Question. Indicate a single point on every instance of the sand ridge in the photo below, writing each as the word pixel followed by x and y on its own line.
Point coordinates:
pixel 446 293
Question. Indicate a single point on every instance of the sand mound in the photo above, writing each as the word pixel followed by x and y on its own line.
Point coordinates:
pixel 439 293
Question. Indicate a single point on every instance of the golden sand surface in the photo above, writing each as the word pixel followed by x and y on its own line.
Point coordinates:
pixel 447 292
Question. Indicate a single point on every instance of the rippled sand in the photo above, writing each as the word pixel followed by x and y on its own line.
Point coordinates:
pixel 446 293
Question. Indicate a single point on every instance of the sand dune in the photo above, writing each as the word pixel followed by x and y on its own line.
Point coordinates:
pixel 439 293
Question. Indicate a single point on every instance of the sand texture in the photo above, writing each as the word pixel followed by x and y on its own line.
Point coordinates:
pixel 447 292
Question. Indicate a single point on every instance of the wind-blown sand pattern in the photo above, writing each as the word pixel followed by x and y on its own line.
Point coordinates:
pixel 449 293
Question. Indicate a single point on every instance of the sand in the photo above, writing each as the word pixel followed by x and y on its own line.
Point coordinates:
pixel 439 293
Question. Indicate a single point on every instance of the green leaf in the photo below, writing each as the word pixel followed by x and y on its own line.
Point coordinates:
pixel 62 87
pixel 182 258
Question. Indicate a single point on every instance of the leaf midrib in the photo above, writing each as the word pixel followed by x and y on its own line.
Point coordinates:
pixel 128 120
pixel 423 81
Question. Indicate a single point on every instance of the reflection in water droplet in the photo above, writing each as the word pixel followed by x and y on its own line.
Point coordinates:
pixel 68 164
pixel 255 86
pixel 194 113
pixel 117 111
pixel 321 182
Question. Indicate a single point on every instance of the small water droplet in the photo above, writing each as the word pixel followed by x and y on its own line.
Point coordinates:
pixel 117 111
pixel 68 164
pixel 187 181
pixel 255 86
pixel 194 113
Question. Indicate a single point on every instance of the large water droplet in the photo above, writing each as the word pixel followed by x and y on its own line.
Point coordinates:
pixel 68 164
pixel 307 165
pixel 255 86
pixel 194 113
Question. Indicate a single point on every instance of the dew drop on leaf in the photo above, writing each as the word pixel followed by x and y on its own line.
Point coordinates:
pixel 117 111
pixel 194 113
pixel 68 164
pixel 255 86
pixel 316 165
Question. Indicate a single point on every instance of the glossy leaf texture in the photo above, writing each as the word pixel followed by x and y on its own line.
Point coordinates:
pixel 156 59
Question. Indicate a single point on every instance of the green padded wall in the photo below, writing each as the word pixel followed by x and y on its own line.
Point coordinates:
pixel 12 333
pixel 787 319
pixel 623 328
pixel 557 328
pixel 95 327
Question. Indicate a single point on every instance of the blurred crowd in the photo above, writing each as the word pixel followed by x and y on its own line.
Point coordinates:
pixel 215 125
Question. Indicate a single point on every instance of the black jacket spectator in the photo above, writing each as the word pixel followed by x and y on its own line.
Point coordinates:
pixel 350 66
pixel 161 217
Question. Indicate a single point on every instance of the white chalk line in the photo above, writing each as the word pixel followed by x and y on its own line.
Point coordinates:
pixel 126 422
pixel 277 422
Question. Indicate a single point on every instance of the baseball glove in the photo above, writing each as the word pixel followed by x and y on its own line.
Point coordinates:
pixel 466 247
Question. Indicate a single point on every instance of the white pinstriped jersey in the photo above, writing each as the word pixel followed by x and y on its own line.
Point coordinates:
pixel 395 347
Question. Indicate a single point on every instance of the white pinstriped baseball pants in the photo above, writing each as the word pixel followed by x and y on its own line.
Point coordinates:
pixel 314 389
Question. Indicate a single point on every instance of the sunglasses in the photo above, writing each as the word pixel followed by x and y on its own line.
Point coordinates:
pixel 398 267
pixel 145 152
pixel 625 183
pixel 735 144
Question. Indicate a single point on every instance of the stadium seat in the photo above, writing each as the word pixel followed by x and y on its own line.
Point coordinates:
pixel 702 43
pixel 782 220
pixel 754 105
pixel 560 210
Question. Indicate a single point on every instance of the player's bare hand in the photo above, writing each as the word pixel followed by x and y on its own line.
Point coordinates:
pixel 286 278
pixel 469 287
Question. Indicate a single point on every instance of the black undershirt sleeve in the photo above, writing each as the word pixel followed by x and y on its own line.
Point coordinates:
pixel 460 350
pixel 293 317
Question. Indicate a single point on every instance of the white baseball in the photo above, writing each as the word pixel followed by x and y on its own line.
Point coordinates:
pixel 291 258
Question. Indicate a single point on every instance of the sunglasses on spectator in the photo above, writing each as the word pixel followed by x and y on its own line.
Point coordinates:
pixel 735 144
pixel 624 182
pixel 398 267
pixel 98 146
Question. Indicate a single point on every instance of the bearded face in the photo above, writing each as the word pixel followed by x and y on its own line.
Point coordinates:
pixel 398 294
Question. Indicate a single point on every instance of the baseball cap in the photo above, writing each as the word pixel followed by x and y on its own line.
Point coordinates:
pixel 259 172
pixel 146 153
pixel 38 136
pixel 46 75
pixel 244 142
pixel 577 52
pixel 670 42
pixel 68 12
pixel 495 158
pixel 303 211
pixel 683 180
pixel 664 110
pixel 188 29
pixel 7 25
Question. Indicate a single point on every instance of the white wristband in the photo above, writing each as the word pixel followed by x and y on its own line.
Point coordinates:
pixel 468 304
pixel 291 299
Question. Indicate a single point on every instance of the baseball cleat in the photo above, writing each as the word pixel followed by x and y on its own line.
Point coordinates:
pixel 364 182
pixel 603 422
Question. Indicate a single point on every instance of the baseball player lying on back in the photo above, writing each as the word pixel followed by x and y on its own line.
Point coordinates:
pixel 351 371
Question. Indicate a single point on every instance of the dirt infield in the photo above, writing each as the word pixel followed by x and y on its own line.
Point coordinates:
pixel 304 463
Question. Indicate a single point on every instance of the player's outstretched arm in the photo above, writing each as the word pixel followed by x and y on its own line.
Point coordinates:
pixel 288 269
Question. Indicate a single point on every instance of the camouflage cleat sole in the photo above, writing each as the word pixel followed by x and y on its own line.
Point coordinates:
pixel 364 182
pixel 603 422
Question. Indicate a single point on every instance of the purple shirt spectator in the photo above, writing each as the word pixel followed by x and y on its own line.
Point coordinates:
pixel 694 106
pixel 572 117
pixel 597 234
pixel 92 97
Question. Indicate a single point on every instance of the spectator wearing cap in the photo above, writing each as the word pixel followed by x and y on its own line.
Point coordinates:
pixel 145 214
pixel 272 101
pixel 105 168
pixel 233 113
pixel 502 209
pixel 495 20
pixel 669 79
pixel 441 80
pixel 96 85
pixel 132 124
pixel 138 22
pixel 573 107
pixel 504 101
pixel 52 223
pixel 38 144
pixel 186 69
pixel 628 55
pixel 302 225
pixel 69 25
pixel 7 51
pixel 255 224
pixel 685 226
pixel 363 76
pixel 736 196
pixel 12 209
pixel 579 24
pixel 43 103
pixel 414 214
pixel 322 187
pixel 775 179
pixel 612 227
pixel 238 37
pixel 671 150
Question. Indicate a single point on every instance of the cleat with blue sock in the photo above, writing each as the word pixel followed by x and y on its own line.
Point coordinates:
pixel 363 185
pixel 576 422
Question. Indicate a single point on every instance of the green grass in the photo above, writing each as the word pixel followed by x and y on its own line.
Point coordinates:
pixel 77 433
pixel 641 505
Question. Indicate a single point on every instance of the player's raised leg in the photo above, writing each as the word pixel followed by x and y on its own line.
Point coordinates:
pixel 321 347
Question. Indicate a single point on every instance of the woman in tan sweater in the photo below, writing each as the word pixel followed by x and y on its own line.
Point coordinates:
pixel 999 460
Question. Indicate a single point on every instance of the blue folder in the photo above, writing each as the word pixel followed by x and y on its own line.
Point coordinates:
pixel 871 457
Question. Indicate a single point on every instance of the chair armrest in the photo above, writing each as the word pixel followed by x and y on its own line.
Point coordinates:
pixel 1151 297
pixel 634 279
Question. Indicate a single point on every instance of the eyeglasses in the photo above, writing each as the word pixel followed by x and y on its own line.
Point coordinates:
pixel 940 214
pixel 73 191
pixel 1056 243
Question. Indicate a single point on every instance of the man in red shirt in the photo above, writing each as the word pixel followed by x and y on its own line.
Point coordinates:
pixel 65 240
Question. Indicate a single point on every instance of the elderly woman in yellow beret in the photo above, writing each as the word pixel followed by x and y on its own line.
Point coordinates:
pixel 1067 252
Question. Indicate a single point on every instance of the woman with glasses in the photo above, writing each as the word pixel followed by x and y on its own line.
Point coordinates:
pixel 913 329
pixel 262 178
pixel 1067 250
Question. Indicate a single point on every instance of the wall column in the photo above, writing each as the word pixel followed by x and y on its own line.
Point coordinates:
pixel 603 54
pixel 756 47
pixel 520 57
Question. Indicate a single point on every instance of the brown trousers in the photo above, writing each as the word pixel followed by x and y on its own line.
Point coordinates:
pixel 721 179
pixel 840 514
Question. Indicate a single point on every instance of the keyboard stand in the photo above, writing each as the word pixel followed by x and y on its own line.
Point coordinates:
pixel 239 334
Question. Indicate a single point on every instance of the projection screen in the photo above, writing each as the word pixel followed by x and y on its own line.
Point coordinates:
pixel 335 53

Exercise details: Please return all lines above in which the string "black" is found.

Response area:
Question. Indicate a single point on every instance of the black jacket spectator in the photo above, writing each as the word pixel followed by x and y on its own line.
Question. Indicate a single point on every instance of the black undershirt sleeve in the photo above, writing each as the word pixel followed by x and y on its own line.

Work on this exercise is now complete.